(Image-grounded pointing data)
-- Opening Marker --

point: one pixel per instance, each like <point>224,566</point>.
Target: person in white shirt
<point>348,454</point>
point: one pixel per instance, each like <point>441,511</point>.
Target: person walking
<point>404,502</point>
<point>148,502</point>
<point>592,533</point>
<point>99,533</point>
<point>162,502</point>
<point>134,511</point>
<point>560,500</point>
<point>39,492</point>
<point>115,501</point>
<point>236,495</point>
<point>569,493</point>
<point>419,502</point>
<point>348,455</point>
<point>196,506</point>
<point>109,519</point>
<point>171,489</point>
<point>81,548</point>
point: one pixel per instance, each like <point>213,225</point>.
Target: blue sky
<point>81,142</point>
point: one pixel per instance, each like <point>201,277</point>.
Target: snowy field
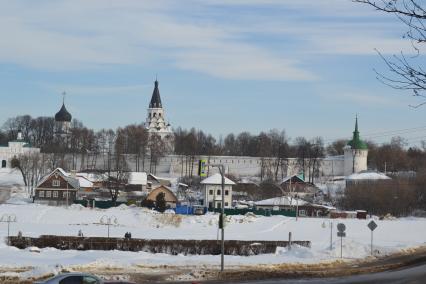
<point>34,220</point>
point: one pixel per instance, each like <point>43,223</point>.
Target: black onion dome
<point>155,99</point>
<point>63,114</point>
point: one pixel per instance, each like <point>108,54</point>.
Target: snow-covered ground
<point>35,220</point>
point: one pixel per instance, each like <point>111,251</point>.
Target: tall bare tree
<point>406,73</point>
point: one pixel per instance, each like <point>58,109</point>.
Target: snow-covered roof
<point>281,201</point>
<point>137,178</point>
<point>217,179</point>
<point>73,181</point>
<point>290,177</point>
<point>84,182</point>
<point>367,175</point>
<point>93,177</point>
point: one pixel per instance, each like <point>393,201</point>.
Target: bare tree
<point>31,166</point>
<point>405,73</point>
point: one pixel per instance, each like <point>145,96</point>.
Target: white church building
<point>156,121</point>
<point>15,148</point>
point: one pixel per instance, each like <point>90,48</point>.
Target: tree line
<point>103,149</point>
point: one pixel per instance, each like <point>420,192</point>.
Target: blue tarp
<point>184,210</point>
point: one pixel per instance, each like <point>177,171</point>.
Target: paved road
<point>408,275</point>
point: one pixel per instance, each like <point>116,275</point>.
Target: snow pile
<point>35,220</point>
<point>367,175</point>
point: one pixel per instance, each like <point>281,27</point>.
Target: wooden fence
<point>173,247</point>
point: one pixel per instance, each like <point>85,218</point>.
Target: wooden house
<point>57,188</point>
<point>169,196</point>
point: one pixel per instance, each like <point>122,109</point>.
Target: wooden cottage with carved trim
<point>57,188</point>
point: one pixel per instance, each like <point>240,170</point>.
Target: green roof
<point>356,142</point>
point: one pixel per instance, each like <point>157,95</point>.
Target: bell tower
<point>62,120</point>
<point>355,153</point>
<point>156,120</point>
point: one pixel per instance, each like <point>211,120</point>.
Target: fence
<point>256,212</point>
<point>102,204</point>
<point>173,247</point>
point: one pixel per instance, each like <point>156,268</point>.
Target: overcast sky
<point>223,66</point>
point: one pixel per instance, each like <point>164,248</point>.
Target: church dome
<point>63,115</point>
<point>356,142</point>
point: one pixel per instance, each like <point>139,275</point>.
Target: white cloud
<point>64,35</point>
<point>90,90</point>
<point>364,98</point>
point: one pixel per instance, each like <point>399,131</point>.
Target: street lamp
<point>221,168</point>
<point>8,218</point>
<point>108,221</point>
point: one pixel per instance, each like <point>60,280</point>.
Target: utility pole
<point>8,218</point>
<point>222,218</point>
<point>201,172</point>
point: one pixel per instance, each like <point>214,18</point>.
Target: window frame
<point>56,182</point>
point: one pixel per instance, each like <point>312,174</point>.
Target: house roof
<point>281,201</point>
<point>93,177</point>
<point>137,178</point>
<point>298,177</point>
<point>84,182</point>
<point>217,179</point>
<point>367,175</point>
<point>152,195</point>
<point>155,99</point>
<point>74,182</point>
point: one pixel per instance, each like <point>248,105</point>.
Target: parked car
<point>198,210</point>
<point>79,278</point>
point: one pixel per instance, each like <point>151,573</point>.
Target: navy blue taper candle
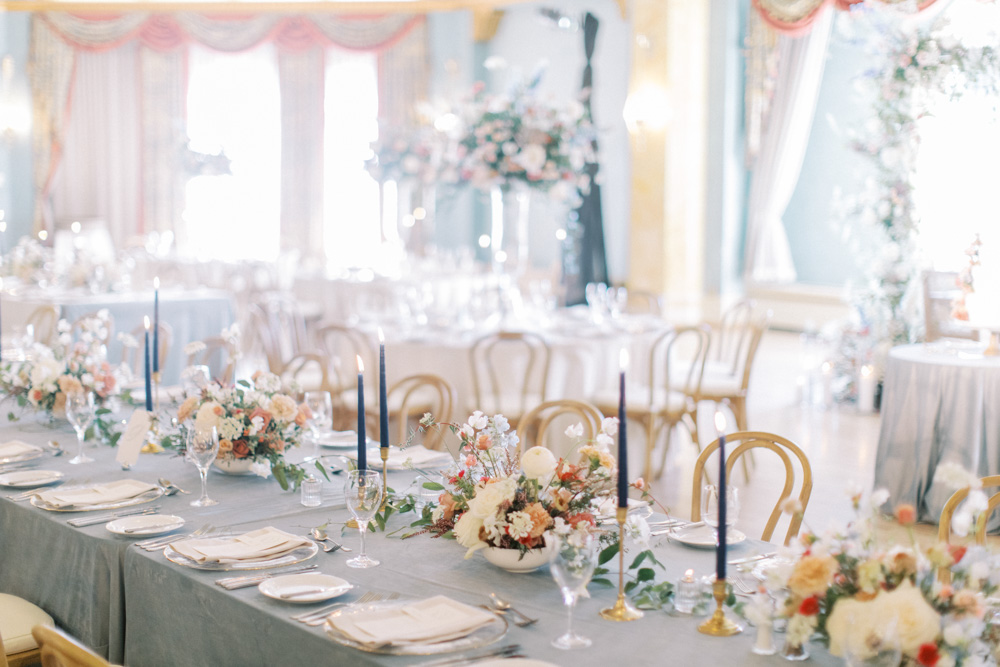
<point>362,444</point>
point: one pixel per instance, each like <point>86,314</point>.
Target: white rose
<point>467,533</point>
<point>538,463</point>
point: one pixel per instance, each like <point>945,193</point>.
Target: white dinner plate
<point>146,524</point>
<point>325,587</point>
<point>703,536</point>
<point>30,478</point>
<point>30,453</point>
<point>339,440</point>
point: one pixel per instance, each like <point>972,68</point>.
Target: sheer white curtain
<point>102,138</point>
<point>768,258</point>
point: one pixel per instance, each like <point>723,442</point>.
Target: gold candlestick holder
<point>718,625</point>
<point>156,390</point>
<point>622,610</point>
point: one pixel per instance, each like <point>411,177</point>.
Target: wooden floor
<point>839,442</point>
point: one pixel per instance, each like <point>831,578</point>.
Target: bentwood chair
<point>742,443</point>
<point>537,427</point>
<point>509,373</point>
<point>61,650</point>
<point>412,397</point>
<point>676,361</point>
<point>42,324</point>
<point>17,617</point>
<point>217,356</point>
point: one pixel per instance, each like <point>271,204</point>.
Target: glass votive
<point>687,593</point>
<point>312,492</point>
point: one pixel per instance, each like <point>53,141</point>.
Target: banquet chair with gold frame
<point>534,426</point>
<point>310,370</point>
<point>675,365</point>
<point>42,322</point>
<point>509,359</point>
<point>17,618</point>
<point>59,649</point>
<point>132,357</point>
<point>216,355</point>
<point>412,397</point>
<point>743,443</point>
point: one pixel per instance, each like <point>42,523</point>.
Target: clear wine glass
<point>710,506</point>
<point>573,561</point>
<point>320,404</point>
<point>80,413</point>
<point>202,448</point>
<point>363,490</point>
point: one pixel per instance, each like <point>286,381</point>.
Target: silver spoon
<point>319,534</point>
<point>504,605</point>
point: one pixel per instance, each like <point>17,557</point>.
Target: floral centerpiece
<point>520,138</point>
<point>48,374</point>
<point>864,599</point>
<point>496,499</point>
<point>256,423</point>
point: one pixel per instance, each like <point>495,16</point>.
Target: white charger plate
<point>332,587</point>
<point>146,524</point>
<point>703,536</point>
<point>27,479</point>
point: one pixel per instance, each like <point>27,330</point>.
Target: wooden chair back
<point>517,360</point>
<point>534,427</point>
<point>61,650</point>
<point>742,443</point>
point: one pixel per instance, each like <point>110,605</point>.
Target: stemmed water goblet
<point>363,491</point>
<point>202,448</point>
<point>321,407</point>
<point>573,561</point>
<point>710,507</point>
<point>80,413</point>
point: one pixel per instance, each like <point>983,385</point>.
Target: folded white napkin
<point>260,544</point>
<point>418,455</point>
<point>14,448</point>
<point>111,492</point>
<point>430,621</point>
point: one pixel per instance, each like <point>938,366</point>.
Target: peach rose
<point>187,408</point>
<point>812,575</point>
<point>540,519</point>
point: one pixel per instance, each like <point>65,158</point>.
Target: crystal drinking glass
<point>202,448</point>
<point>573,561</point>
<point>321,406</point>
<point>363,490</point>
<point>710,506</point>
<point>80,413</point>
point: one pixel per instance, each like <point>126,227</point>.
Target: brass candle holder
<point>718,625</point>
<point>622,610</point>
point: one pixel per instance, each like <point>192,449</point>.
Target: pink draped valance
<point>795,17</point>
<point>167,32</point>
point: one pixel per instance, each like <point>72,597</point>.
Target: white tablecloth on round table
<point>941,402</point>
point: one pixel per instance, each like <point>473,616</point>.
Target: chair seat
<point>17,617</point>
<point>672,404</point>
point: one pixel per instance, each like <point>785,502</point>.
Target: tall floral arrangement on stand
<point>912,70</point>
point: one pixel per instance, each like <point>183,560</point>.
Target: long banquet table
<point>136,607</point>
<point>941,403</point>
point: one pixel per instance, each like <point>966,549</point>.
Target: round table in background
<point>941,402</point>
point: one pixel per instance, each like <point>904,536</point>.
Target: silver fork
<point>160,542</point>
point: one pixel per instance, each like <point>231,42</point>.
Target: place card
<point>133,438</point>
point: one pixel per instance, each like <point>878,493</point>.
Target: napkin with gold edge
<point>122,489</point>
<point>434,620</point>
<point>13,448</point>
<point>257,545</point>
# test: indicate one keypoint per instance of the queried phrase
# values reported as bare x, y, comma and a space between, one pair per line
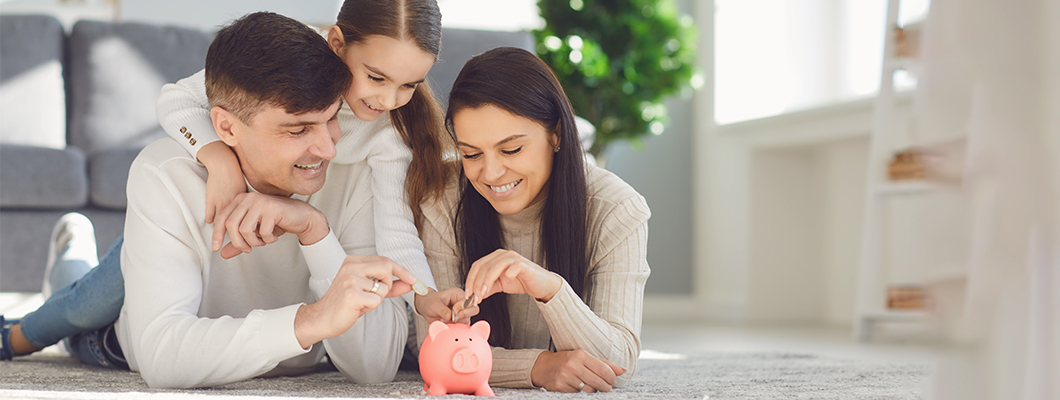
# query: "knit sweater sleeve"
183, 111
607, 324
371, 350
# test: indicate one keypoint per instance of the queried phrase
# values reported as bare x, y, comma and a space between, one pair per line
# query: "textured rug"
659, 376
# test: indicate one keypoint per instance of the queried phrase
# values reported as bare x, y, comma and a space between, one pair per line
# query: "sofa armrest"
34, 177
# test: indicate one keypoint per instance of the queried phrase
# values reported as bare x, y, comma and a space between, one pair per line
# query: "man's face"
282, 153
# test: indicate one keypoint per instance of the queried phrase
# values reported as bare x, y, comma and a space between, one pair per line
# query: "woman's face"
508, 158
386, 72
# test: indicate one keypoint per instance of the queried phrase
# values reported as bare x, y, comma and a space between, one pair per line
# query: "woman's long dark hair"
518, 82
420, 121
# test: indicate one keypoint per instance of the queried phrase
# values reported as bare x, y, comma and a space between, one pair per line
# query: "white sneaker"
72, 238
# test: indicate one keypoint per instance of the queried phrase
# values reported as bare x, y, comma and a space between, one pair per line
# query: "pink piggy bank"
456, 359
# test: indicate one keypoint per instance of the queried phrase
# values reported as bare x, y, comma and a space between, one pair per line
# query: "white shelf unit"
931, 251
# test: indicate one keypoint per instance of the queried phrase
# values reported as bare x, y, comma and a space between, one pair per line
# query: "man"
193, 318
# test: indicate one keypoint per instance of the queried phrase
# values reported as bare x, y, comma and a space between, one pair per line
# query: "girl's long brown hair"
420, 121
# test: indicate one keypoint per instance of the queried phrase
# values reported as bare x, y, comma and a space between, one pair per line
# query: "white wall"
209, 15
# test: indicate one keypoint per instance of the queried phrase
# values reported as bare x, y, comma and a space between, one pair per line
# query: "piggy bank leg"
435, 389
484, 390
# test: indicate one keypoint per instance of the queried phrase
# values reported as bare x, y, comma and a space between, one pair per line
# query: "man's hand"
573, 370
255, 220
445, 306
359, 287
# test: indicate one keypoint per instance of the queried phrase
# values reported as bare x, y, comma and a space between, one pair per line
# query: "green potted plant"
619, 61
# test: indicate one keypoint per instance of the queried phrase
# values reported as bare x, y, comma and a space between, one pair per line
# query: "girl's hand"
573, 370
508, 272
224, 183
445, 306
254, 220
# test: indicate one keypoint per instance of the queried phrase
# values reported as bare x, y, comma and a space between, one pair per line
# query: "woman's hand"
224, 183
508, 272
445, 306
573, 370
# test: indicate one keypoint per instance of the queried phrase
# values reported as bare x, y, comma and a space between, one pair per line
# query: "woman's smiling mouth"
505, 188
308, 166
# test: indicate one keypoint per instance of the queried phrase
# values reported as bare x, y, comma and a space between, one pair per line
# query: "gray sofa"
76, 107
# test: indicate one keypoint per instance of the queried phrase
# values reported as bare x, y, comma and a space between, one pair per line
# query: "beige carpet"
659, 376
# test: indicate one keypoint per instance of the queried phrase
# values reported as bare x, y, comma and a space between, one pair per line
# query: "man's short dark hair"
268, 59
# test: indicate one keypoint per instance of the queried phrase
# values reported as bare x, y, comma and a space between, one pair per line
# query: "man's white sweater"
192, 318
183, 111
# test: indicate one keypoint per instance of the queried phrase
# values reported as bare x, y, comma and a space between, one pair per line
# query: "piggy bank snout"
465, 361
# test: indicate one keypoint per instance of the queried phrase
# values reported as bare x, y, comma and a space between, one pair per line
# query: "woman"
552, 251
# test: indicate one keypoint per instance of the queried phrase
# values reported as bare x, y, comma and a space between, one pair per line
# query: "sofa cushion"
117, 71
459, 46
32, 92
108, 172
38, 177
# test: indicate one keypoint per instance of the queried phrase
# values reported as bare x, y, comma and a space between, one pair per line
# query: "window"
774, 56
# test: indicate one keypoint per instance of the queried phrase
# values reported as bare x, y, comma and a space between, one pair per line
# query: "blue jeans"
83, 313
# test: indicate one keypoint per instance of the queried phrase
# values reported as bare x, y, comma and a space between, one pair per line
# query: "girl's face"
386, 71
508, 158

-- Closing Marker --

§ **What you have to do**: Please transcribe the records exactly from their first line through the line holding "point: one pixel per instance, each like <point>441,511</point>.", and leave out all others.

§ **Exercise result**:
point: one pixel per instance, each like <point>224,566</point>.
Target: person in white shirt
<point>348,454</point>
point: one pixel per instance, each like <point>441,511</point>.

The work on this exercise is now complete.